THE REQUEST: Reproduce the entries below, from the line with "Confirm that each instance of the front" up to and including the line with "pixel 256 129", keeping every line unchanged.
'''
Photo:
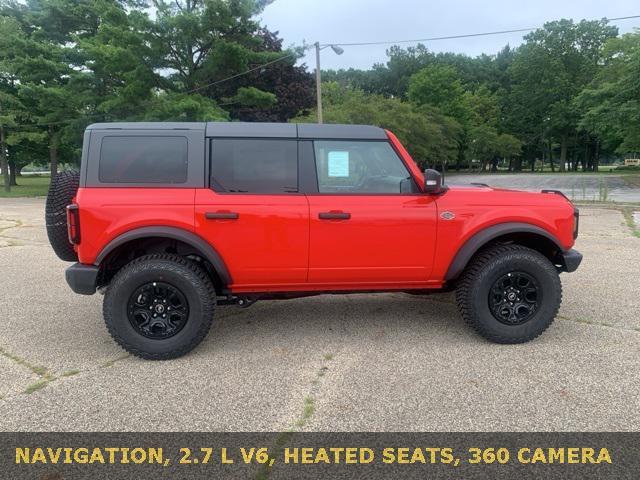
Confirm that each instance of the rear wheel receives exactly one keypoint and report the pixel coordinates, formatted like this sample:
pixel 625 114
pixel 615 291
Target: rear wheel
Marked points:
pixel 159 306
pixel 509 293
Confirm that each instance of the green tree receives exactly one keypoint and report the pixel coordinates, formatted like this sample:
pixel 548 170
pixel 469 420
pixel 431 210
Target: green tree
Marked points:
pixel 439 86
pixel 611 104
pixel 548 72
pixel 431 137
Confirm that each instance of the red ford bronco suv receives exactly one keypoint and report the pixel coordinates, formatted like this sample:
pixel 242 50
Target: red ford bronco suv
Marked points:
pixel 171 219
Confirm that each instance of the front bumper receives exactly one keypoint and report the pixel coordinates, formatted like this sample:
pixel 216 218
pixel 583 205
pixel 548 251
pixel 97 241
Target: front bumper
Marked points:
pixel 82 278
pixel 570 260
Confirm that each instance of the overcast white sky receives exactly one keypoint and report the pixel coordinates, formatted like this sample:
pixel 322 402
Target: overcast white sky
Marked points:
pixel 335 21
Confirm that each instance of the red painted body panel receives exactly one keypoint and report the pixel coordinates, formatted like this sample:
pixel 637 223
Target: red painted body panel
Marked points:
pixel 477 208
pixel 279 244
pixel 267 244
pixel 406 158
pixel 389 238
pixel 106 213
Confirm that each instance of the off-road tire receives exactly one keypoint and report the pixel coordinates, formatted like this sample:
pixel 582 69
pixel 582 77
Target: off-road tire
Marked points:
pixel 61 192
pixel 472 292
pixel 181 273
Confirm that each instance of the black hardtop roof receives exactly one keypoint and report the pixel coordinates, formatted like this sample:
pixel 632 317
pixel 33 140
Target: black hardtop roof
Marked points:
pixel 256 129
'''
'''
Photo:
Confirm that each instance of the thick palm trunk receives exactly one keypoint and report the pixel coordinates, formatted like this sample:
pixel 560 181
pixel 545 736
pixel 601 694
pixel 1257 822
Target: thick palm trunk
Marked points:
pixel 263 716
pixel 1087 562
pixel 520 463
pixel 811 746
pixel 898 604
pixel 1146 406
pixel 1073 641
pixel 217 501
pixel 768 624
'''
'''
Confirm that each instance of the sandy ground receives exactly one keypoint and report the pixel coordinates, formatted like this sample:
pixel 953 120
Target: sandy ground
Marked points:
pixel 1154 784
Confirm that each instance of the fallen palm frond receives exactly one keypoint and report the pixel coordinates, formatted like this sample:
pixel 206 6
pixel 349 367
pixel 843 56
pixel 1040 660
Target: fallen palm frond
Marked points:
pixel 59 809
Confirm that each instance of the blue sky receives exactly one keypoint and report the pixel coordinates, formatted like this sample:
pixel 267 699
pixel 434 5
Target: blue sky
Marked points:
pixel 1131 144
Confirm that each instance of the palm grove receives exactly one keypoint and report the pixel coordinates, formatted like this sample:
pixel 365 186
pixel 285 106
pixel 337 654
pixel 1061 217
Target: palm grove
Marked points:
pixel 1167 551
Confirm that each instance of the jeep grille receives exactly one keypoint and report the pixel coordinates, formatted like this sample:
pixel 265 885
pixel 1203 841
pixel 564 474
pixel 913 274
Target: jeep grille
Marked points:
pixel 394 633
'''
FULL OUTPUT:
Confirm that each instance of the front bumper receives exactly one keypoint and report the pixel coordinates, formatted like this sample:
pixel 216 218
pixel 583 205
pixel 548 251
pixel 97 241
Target: front bumper
Marked points:
pixel 82 278
pixel 570 260
Confirm that each instance of the overcast white sky receives exactly one keypoint and report the pixel coordinates, formatted like this sample:
pixel 322 402
Target: overcast white sky
Marked points:
pixel 335 21
Confirm that each instance of the red painted body panel receives exactly one keypoint and report the pixel coordinates, formatted like this sample:
pixel 637 223
Target: red painted body panel
Marked points:
pixel 477 208
pixel 279 244
pixel 267 244
pixel 406 158
pixel 389 238
pixel 106 213
Confirm that each instance of the off-road tire receives exactly one keypoint and report the pixel coordinates, formatted like this sample:
pixel 582 69
pixel 582 77
Target: off-road tire
Marked points:
pixel 61 192
pixel 472 292
pixel 181 273
Confirm that each instance of the black hardtop roof receives exactly one keypoint and report the pixel coordinates, formatted like this sample:
pixel 632 317
pixel 33 140
Target: black hardtop roof
Marked points:
pixel 256 129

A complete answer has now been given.